Segment Start: Selected extract

Monday deadline menaces BART commuters


BART unions and management are no closer to resolving their differences than they were nearly four weeks ago when the transit unions went on strike forcing 400,000 riders to find another way to work.

Now, they have until Monday August 5 to reach a deal — or commuters will suffer the consequences.

BART unions say one reason for the lack of progress is BART negotiator Thomas Hock’s vacation. He’s paid $399,000 a year by the transit agency but decided that now would be a good time to take a breather and de-stress.

That’s almost a dollar for every commuter that could be stranded if BART and their unions can’t come to an agreement by next week.

Though Hock’s vacation was approved by state mediators, SEIU Local 1021 executive director Pete Castelli told CBS-SF talks would have made more progress if BART management’s lead negotiator had been present:

 “If BART can get their act together and actually bargain with us meaningfully, we can still get an agreement and that’s the goal, but we’re not ruling out any option.”

Both sides now have about a week to avoid another walkout.

Segment End: Selected extract
Segment Start: Entries supplied

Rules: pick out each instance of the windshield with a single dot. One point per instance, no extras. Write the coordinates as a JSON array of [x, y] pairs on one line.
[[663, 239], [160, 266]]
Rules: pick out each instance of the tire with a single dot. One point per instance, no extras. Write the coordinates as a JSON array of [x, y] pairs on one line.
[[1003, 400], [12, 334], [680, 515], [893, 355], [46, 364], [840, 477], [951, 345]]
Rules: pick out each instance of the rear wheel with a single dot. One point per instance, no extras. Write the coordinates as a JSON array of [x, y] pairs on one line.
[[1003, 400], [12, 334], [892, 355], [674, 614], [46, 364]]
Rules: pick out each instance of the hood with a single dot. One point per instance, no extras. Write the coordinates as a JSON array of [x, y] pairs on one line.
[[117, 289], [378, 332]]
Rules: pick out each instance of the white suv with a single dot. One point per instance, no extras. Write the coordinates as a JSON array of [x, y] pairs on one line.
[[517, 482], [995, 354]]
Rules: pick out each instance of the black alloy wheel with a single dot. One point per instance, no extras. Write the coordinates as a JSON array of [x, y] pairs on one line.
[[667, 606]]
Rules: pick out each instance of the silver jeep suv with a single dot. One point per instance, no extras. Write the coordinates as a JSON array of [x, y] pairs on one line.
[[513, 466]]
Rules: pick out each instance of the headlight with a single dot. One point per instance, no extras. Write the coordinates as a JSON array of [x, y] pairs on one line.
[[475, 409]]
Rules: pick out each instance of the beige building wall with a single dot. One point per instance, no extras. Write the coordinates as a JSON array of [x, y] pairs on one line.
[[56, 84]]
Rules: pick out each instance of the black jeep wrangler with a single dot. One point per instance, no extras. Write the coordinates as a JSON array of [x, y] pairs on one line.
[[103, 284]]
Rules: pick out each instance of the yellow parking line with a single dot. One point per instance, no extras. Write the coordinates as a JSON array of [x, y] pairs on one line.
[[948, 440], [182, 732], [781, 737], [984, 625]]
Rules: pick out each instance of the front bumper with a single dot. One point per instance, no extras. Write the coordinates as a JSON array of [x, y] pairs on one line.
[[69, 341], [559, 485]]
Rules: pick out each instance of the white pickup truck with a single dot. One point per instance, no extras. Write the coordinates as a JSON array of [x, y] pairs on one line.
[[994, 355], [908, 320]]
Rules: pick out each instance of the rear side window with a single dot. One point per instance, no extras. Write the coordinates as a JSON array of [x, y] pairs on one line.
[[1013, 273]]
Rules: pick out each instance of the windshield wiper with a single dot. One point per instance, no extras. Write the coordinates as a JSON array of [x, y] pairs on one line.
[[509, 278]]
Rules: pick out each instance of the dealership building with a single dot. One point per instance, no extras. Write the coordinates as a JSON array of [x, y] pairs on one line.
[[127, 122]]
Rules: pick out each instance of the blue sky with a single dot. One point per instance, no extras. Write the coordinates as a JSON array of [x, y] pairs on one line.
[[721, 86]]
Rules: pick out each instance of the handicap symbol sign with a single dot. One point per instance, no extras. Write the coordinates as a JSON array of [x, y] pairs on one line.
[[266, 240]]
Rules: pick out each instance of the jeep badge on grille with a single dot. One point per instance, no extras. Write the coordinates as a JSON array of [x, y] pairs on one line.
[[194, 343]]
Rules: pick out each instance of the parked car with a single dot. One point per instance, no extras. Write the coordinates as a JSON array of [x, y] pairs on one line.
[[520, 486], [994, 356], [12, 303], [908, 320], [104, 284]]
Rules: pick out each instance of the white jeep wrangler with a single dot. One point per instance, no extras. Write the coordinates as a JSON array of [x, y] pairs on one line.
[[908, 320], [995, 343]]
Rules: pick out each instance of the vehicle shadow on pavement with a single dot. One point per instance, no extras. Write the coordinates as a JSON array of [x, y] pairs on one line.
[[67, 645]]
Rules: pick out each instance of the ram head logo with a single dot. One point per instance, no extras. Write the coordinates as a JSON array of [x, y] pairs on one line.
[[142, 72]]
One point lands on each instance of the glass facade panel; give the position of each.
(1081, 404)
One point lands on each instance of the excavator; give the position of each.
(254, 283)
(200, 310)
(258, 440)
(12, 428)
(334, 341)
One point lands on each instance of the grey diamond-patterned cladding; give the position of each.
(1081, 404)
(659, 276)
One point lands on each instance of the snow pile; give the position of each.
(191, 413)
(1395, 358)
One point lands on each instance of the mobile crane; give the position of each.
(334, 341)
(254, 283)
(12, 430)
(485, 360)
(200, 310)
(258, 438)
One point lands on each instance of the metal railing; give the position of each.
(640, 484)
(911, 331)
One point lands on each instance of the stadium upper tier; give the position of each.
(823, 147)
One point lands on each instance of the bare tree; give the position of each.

Segment End: Entries supplied

* _Work task_: Reproduce the entire BART article word for word. None of the entries has anything to do with the BART article.

* _Response to the task_:
Monday deadline menaces BART commuters


BART unions and management are no closer to resolving their differences than they were nearly four weeks ago when the transit unions went on strike forcing 400,000 riders to find another way to work.

Now, they have until Monday August 5 to reach a deal — or commuters will suffer the consequences.

BART unions say one reason for the lack of progress is BART negotiator Thomas Hock’s vacation. He’s paid $399,000 a year by the transit agency but decided that now would be a good time to take a breather and de-stress.

That’s almost a dollar for every commuter that could be stranded if BART and their unions can’t come to an agreement by next week.

Though Hock’s vacation was approved by state mediators, SEIU Local 1021 executive director Pete Castelli told CBS-SF talks would have made more progress if BART management’s lead negotiator had been present:

 “If BART can get their act together and actually bargain with us meaningfully, we can still get an agreement and that’s the goal, but we’re not ruling out any option.”

Both sides now have about a week to avoid another walkout.